## Task directions
Return only what lies between the first line of the entries and the line containing "# tag a point on each instance of the balcony railing", both lines included.

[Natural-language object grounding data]

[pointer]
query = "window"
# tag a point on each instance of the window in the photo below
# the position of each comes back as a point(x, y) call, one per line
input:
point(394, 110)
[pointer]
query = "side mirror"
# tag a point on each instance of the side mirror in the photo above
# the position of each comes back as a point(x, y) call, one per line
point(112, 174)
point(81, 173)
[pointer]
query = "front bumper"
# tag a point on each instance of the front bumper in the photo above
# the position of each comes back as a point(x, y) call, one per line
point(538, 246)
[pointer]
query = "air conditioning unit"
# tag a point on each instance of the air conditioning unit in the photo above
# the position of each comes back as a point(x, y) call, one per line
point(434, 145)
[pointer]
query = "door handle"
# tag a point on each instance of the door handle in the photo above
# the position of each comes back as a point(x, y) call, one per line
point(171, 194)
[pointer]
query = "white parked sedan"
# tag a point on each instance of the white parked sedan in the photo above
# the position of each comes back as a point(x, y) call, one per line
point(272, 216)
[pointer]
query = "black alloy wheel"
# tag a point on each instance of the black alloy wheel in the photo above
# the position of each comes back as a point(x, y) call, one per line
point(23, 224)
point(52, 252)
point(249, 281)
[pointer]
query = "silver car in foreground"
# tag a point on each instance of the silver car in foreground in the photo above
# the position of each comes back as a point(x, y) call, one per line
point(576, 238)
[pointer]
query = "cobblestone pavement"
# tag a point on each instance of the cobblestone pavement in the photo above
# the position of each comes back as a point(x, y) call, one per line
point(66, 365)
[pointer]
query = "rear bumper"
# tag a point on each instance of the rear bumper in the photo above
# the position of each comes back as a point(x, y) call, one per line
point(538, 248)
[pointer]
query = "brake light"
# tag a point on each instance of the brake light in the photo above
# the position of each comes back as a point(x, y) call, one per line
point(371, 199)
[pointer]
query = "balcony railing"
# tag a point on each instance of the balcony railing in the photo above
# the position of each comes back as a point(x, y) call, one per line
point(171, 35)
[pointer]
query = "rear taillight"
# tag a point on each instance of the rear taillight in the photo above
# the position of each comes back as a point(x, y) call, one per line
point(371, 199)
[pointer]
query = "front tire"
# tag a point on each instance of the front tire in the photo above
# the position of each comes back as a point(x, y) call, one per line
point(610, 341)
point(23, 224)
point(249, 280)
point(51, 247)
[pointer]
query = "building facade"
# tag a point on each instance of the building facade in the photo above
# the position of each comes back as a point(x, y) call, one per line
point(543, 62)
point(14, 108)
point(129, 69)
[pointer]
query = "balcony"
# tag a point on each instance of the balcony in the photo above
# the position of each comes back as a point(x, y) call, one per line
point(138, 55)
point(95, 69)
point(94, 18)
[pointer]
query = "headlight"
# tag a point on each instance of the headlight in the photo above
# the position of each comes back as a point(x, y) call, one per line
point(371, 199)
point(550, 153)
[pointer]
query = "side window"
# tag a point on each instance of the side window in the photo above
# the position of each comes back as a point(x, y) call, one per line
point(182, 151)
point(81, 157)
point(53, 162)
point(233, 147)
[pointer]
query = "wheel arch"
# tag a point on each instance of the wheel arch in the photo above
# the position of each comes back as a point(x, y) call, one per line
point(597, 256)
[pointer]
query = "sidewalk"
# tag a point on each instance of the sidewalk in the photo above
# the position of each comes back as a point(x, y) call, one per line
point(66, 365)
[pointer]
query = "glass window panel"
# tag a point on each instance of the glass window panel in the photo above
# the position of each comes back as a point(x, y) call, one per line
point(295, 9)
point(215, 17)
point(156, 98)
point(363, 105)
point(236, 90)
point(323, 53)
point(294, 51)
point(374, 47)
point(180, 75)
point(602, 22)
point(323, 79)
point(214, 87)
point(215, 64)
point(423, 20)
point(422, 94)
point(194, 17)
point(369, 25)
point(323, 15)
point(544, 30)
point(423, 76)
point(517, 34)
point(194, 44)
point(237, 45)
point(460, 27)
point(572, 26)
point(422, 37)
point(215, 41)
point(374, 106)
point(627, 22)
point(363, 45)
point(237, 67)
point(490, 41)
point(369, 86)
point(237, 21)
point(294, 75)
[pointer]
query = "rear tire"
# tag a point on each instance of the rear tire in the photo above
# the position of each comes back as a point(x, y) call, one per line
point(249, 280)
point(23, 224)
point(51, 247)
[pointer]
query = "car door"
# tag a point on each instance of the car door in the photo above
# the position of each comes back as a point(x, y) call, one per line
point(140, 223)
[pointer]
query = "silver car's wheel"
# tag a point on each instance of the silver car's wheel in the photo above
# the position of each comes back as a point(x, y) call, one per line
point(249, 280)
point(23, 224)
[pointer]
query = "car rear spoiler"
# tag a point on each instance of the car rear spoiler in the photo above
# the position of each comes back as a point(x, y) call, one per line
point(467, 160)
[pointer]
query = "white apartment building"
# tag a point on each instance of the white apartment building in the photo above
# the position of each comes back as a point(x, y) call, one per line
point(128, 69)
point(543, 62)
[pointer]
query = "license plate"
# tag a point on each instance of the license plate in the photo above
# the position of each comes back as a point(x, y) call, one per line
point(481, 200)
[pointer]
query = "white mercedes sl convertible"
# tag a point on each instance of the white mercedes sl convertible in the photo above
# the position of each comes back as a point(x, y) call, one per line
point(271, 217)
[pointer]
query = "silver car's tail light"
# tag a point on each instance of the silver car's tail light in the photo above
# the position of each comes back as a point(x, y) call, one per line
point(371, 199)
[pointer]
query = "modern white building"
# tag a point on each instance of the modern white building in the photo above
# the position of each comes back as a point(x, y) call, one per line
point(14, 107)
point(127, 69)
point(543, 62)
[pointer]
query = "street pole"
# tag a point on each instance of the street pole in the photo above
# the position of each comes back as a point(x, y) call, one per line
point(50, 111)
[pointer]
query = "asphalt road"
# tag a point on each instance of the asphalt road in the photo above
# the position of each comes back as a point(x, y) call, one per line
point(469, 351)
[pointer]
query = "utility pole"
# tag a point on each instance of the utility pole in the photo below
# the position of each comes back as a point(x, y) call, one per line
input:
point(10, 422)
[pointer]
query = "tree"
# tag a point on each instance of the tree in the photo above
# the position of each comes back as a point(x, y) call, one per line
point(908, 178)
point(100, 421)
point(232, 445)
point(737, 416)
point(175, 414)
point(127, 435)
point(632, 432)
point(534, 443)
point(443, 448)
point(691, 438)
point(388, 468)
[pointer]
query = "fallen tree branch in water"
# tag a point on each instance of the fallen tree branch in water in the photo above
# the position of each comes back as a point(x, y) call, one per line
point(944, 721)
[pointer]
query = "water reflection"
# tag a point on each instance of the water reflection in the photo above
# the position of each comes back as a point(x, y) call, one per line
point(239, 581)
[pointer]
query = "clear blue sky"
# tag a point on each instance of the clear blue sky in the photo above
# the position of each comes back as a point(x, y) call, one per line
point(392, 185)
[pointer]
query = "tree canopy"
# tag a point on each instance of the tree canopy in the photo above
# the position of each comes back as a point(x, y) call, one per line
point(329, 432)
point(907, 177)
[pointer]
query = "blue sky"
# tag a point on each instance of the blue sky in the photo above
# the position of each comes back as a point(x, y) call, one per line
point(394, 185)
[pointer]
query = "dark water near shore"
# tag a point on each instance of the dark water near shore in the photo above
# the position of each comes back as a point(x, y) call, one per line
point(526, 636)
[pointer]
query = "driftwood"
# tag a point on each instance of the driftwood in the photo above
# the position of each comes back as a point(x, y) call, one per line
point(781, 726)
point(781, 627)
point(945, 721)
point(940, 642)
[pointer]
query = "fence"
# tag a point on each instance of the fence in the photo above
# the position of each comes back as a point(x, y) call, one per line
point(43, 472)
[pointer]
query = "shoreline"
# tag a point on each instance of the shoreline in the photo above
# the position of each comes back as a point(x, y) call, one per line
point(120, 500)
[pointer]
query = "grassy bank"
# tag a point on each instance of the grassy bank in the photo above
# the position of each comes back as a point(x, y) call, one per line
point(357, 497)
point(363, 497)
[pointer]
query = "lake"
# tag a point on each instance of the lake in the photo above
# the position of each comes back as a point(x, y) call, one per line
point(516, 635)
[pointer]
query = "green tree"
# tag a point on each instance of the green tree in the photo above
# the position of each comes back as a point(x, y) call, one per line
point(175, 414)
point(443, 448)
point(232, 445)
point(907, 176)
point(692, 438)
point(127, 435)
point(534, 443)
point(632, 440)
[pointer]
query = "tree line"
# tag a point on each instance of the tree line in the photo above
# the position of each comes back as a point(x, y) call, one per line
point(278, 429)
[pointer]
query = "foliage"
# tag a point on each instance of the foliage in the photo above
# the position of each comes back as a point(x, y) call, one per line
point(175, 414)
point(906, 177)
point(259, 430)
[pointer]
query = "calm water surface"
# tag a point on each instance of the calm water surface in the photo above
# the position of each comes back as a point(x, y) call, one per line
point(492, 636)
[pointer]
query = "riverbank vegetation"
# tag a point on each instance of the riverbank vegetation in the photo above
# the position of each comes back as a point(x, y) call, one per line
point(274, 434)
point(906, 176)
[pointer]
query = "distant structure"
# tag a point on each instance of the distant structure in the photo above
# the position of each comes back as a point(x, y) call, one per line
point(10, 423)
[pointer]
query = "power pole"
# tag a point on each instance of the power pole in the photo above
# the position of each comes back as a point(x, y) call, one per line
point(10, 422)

## Your response
[pointer]
query = "window"
# tag a point on each instance of the window in the photo below
# the position of each comes back as a point(x, y) call, one per line
input:
point(394, 110)
[pointer]
query = "side mirror"
# tag a point on each instance of the side mirror in the photo above
# the position of each comes back as a point(x, y) call, one per line
point(112, 174)
point(81, 173)
[pointer]
query = "front bumper"
# tag a point on each instance of the front bumper in the photo above
# the position of each comes back as a point(x, y) call, one per line
point(538, 246)
[pointer]
query = "air conditioning unit"
# tag a point on each instance of the air conditioning unit in the photo above
# the position of each comes back as a point(x, y) call, one per line
point(434, 145)
[pointer]
query = "door handle"
# tag a point on each instance of the door handle in the photo above
# the position of each comes back as a point(x, y) call, one per line
point(171, 194)
[pointer]
query = "white parked sedan"
# tag a point on each instance of the white parked sedan in the photo above
# the position of each comes back as a point(x, y) call, one per line
point(272, 216)
[pointer]
query = "black alloy wheel"
# tag a point on each instance of the black alloy wheel in the photo above
# the position of each comes back as a point(x, y) call, one per line
point(23, 224)
point(52, 252)
point(249, 281)
[pointer]
query = "silver car in foreground"
# tag a point on each instance of the silver car in foreground in the photo above
# the position of each comes back as a point(x, y) call, one per line
point(576, 238)
[pointer]
query = "cobblestone pavement"
# tag a point on each instance of the cobblestone pavement in the photo above
# the position of each comes back as a point(x, y) call, one per line
point(66, 365)
[pointer]
query = "rear bumper"
# tag a point on each instance of the rear bumper in the photo above
# the position of each comes back as a point(x, y) call, one per line
point(538, 248)
[pointer]
query = "brake light"
# tag a point on each instance of the brake light in the photo above
# the position of each comes back as a point(x, y) call, one per line
point(371, 199)
[pointer]
query = "balcony railing"
# tag a point on each instance of the balcony railing in the photo above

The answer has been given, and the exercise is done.